--- START OF Material to process ---

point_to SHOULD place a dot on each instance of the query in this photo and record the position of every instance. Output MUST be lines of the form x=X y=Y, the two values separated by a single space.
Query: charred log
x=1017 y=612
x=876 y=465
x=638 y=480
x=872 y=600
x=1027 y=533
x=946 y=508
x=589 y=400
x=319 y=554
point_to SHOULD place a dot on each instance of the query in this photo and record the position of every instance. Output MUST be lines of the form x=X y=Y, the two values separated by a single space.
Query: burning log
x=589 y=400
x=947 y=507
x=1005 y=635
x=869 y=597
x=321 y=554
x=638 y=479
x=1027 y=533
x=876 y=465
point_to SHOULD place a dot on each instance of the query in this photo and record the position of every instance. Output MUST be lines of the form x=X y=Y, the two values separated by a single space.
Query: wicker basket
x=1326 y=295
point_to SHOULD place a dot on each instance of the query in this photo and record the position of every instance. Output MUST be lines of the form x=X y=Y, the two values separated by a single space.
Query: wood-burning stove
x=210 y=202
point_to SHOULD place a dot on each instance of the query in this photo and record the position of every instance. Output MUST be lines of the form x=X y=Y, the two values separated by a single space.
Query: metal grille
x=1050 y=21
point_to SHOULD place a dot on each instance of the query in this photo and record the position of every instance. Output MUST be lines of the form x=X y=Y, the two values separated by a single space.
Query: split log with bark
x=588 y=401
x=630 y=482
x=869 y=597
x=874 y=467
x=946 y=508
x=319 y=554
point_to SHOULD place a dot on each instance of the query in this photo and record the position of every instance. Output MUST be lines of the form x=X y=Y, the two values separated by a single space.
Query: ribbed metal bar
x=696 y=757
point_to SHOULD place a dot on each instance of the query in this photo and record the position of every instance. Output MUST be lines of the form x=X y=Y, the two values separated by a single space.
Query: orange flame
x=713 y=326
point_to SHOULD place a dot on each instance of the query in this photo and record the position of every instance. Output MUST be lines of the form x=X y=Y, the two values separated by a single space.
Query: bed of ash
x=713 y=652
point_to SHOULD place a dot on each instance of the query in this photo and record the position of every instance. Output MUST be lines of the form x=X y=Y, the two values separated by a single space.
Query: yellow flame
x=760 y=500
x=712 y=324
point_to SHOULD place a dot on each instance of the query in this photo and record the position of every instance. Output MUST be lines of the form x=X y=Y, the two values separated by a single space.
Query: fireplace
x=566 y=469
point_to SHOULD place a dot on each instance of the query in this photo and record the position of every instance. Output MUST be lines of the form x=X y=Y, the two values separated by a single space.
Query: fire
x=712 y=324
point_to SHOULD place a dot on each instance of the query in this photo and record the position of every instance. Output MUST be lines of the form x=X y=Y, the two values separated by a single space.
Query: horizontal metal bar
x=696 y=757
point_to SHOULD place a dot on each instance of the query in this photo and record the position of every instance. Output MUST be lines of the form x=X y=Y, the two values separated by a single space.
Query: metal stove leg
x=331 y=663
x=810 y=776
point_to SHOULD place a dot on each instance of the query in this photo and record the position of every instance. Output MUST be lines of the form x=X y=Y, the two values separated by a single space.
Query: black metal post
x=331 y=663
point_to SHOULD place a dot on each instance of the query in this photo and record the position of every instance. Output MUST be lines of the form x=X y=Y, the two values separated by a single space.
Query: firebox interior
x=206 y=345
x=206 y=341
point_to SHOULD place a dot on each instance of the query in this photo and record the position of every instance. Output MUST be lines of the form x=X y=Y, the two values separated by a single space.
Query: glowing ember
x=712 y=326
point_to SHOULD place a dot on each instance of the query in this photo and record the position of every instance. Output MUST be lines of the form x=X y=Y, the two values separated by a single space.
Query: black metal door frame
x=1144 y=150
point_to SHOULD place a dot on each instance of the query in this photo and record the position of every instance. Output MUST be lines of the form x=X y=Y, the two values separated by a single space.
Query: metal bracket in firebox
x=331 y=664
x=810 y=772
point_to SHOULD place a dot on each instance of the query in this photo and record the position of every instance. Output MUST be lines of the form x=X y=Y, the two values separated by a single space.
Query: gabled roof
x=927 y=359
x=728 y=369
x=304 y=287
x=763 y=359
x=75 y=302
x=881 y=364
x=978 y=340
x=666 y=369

--- END OF Material to process ---

| Prompt |
List every line of the listing above that contains the word "firebox", matching case exactly.

| Correct result |
Query: firebox interior
Query: metal bracket in firebox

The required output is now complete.